Exercise details: Return the items below unchanged, beginning at their first line and stopping after the line that contains "answer field: every". Include both of these lines.

————

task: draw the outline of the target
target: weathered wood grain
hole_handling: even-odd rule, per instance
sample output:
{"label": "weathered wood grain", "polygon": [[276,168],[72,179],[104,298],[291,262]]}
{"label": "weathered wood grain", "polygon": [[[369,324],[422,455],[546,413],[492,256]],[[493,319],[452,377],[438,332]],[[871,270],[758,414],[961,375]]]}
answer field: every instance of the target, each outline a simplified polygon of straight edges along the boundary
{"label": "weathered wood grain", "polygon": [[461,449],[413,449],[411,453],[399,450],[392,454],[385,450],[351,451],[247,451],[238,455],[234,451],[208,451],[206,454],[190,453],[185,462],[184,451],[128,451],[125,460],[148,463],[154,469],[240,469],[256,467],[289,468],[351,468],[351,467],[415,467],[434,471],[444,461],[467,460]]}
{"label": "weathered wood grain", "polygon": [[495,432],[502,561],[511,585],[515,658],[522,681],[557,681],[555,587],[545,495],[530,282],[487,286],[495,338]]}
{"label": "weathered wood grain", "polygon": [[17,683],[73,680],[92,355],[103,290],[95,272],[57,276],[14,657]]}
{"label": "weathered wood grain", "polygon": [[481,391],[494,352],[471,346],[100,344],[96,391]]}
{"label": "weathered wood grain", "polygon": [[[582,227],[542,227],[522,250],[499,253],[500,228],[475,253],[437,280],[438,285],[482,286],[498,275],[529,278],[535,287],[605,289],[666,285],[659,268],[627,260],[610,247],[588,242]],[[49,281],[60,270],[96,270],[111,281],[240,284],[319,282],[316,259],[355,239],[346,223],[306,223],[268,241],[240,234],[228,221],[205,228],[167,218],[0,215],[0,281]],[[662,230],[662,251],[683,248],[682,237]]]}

————

Written response:
task: draw the outline of the target
target: weathered wood grain
hole_handling: even-odd rule, per instance
sample output:
{"label": "weathered wood grain", "polygon": [[276,168],[72,179],[104,298],[291,262]]}
{"label": "weathered wood grain", "polygon": [[[369,324],[422,455],[546,413],[492,256]],[[493,319],[452,377],[438,332]],[[871,270],[758,414],[961,375]]]}
answer field: every instance of the target, each outline a simplified polygon of straight edges along the boundary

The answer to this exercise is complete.